Problem to work on:
A verbatim restatement of the data, free of pictures, is what you should output.

Dataset entries:
····················

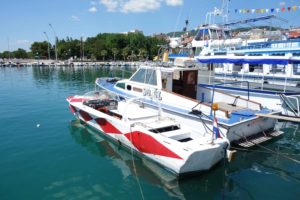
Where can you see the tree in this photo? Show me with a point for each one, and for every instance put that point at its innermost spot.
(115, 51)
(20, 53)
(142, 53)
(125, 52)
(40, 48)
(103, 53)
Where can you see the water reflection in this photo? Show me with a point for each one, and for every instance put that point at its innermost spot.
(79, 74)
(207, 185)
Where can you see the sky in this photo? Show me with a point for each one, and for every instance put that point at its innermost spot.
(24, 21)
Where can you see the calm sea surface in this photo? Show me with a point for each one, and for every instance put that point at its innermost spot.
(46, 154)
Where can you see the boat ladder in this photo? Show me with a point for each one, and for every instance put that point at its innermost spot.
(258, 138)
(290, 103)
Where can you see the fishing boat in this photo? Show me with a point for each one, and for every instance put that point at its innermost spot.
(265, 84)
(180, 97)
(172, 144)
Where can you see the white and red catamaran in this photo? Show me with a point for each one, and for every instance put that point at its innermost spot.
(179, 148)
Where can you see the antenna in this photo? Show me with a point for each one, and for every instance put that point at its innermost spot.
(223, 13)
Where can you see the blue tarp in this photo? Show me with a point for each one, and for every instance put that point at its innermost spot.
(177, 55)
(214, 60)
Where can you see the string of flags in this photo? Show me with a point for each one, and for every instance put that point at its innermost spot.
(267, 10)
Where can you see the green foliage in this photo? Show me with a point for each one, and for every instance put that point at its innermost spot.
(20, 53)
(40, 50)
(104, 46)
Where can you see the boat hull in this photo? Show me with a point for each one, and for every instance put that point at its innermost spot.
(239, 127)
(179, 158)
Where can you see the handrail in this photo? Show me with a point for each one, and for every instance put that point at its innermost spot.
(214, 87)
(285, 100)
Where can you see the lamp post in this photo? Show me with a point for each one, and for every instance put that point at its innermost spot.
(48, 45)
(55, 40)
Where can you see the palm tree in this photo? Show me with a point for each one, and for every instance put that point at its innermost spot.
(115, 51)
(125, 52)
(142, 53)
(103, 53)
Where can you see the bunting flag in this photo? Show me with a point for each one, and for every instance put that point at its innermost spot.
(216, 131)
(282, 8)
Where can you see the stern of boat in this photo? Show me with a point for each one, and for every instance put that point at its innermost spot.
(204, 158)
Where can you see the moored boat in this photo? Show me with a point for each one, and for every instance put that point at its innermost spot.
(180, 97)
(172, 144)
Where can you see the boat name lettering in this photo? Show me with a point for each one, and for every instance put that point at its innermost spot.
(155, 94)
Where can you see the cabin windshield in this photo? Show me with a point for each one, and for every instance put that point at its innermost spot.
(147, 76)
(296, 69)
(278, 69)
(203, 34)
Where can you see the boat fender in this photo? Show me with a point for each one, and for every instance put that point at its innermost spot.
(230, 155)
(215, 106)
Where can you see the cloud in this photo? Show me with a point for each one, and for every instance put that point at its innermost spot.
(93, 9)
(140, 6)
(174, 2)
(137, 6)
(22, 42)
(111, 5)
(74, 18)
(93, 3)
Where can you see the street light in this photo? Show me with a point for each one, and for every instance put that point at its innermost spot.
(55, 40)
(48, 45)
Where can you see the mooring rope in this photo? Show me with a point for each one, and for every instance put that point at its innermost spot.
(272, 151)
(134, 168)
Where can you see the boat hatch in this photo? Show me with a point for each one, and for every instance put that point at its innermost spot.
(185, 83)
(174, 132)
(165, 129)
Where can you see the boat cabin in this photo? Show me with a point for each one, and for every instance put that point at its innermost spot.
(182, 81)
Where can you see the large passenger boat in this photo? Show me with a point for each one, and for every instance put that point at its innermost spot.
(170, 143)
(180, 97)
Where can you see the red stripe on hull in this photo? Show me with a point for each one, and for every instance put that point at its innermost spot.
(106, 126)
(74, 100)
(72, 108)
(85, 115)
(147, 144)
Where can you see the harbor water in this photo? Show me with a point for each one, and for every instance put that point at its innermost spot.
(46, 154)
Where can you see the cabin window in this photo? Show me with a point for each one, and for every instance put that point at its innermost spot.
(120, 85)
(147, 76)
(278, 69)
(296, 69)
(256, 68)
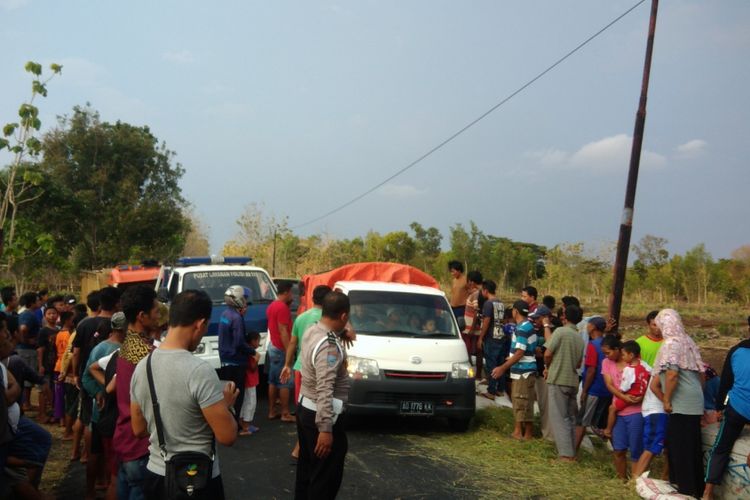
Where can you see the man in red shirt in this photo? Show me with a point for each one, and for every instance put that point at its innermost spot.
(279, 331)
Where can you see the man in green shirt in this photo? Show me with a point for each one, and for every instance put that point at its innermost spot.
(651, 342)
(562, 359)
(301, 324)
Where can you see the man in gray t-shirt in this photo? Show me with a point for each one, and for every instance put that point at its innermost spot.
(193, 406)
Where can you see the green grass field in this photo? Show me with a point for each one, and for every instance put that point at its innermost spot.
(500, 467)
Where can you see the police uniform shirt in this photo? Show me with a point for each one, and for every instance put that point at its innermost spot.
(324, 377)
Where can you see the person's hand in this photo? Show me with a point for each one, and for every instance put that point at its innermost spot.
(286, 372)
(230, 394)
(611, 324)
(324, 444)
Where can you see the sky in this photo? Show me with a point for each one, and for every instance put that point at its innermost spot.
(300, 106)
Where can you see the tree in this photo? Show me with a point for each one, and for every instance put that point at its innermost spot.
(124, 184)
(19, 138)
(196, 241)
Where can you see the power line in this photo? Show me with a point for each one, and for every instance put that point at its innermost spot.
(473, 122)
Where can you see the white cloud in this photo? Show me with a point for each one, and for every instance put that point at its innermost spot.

····················

Result of the exercise:
Where can you see the tree in this photo? Show me with a point for each one, and for every instance put that point at its innermost spot.
(115, 51)
(20, 53)
(142, 53)
(125, 52)
(40, 48)
(103, 53)
Where can you see the water reflection in this photo? Show me with a point for each one, and for every instance put that point at its innermost spot.
(79, 74)
(207, 185)
Where can you see the sky in this photo? Show me with a point for each one, and for every instance put that point at its innermost spot.
(24, 21)
Where can you see the calm sea surface in this photo? Show me with a point for each one, and for every instance put that point at its innermost spot.
(46, 154)
Where can you see the boat ladder in this photo? Show me with a point for each one, and for every instance put that point at its innermost spot.
(258, 138)
(290, 103)
Where can you see the fishing boat in this photo? Show me with a point for each one, and for every instance put that point at its innermost spot.
(265, 84)
(180, 97)
(172, 144)
Where can you see the white and red catamaran in this photo? Show me with a point for each one, and for every instance put that point at its innermost spot.
(179, 148)
Where can you see the antenna in this photo? Show me with a point for each one, and for every instance put that point at its innermost spot.
(223, 13)
Where can you see the blue tarp in this photo? Show me with a point for each one, and for every instance put that point at its innermost spot.
(177, 55)
(214, 60)
Where can you see the string of flags in this photo? Show me with a point for each one, and for every instance put that point at its innermost spot.
(267, 10)
Where can you see the green foliage in this photo? Show me with a point for each one, and for every instance put that point at its innermost spot.
(20, 53)
(40, 50)
(104, 46)
Where can you see the boat hull in this photo? Show me with a point for each one, and for every instance put that point at its innermost spot.
(239, 127)
(179, 158)
Where can you see the handrail in this photo? Show me with a point for each one, and for every instance put that point at its innermost spot.
(214, 87)
(285, 100)
Where can you see the lamp post in this photo? Show me with a point for each one, and for every instance put that point at its innermost spot.
(48, 45)
(55, 40)
Where can you see the palm tree in this photo? Show me with a point for each one, and for every instance put that point at its innermost spot.
(115, 51)
(125, 52)
(142, 53)
(103, 53)
Where can you see the bunting flag in this photo? Show me with a point for each one, and for every instance put that point at its innermost spot.
(216, 131)
(282, 8)
Where can you see the stern of boat in this photo? Show me with a point for each one, and for every instance put that point at its innermost spot.
(204, 158)
Where can you see the moored boat in this photo? Show me with a point for each one, and for every instance put that point at its innermost spot.
(180, 97)
(172, 144)
Where can you see the boat name lettering in this photo? Show me with a point for each one, and for every instance put that point at its innermost spot.
(155, 94)
Where can you see the cabin windshield in this photo? Show me with a point for each one, and for every instance put that point at its innermost spot.
(147, 76)
(296, 69)
(278, 69)
(203, 34)
Where can you see the boat fender in this photo? Show me with a point for each one, and for every instance put that point at its innermost spot.
(230, 155)
(215, 106)
Where can you see the cloud in this photo? Show me with a point for each one, and for every instance put that point at its innermost spot.
(93, 9)
(140, 6)
(174, 2)
(137, 6)
(22, 42)
(111, 5)
(74, 18)
(93, 3)
Where can you see the street light in this photo? Show me with a point for each one, and for every instance put that point at its innermost spot.
(55, 40)
(48, 45)
Where can you see the mooring rope in this photo? Show me with a point for each one, and for every instance put that point at its innermost spot.
(272, 151)
(134, 168)
Where can you see the boat hatch in this photo? Show me with a point for each one, and for every instance put that point at its innermost spot.
(185, 83)
(174, 132)
(165, 129)
Where can you see the boat cabin in this photo? Show me with a point for each one, and for every instance put that point at its innermost spot.
(182, 81)
Where can you see the large passenger boat in this photo? Show me with a point for each one, and for every instance put that point at its innermost spot.
(170, 143)
(180, 97)
Where can you see the red stripe on hull in this photo? Show me with a point for each one, and for every instance put that point at its innermost spot.
(106, 126)
(74, 100)
(72, 108)
(85, 115)
(147, 144)
Where can you see the harbor water in this photo? Show me with a point for each one, and for every instance put that point at its innermost spot.
(46, 154)
Where can you see the cabin window in this photo? Show me with a point for each one, and for every instance put that point at its innermost spot.
(120, 85)
(147, 76)
(278, 69)
(296, 69)
(256, 68)
Where can you see the man in red shirt in this photo? Show me with a point for each one, and for every instance put that point at its innermost spot.
(279, 331)
Where can you see the man in green shirt in this photo? Show me with a point for each one, and for every instance put that point at its innermost spot.
(651, 342)
(562, 359)
(301, 324)
Where can you see the man in gray t-shirt in this photo? Show me with a point for each one, and for every instance put that point at its innermost spot.
(193, 406)
Where can you see the green grass field in this photo? Show me with a point for each one, and for every instance put that point at its innermost spot.
(500, 467)
Where can you see the police uniform shirt in this photo? Show me with a point for each one, and for every instance put that point at its innermost spot.
(324, 377)
Where can you see the person's hand in this photo? Show me with a point for each one, and for every instance put that point at its innermost spot.
(286, 372)
(230, 394)
(611, 324)
(324, 444)
Where can you see the sky in this photo? Show me with a point for each one, and for every instance put that point at its innermost spot.
(300, 106)
Where can you see the tree in this photo? Show me with a point for each one, and for every instance put that point at its innermost spot.
(124, 184)
(19, 138)
(196, 241)
Where can you see the power line in this photo? Show me with a point for each one, and for every instance put that point at its innermost spot.
(473, 122)
Where can you see the white cloud in this photo? Show me with a point for each one, and for every instance put that point at its innermost spot.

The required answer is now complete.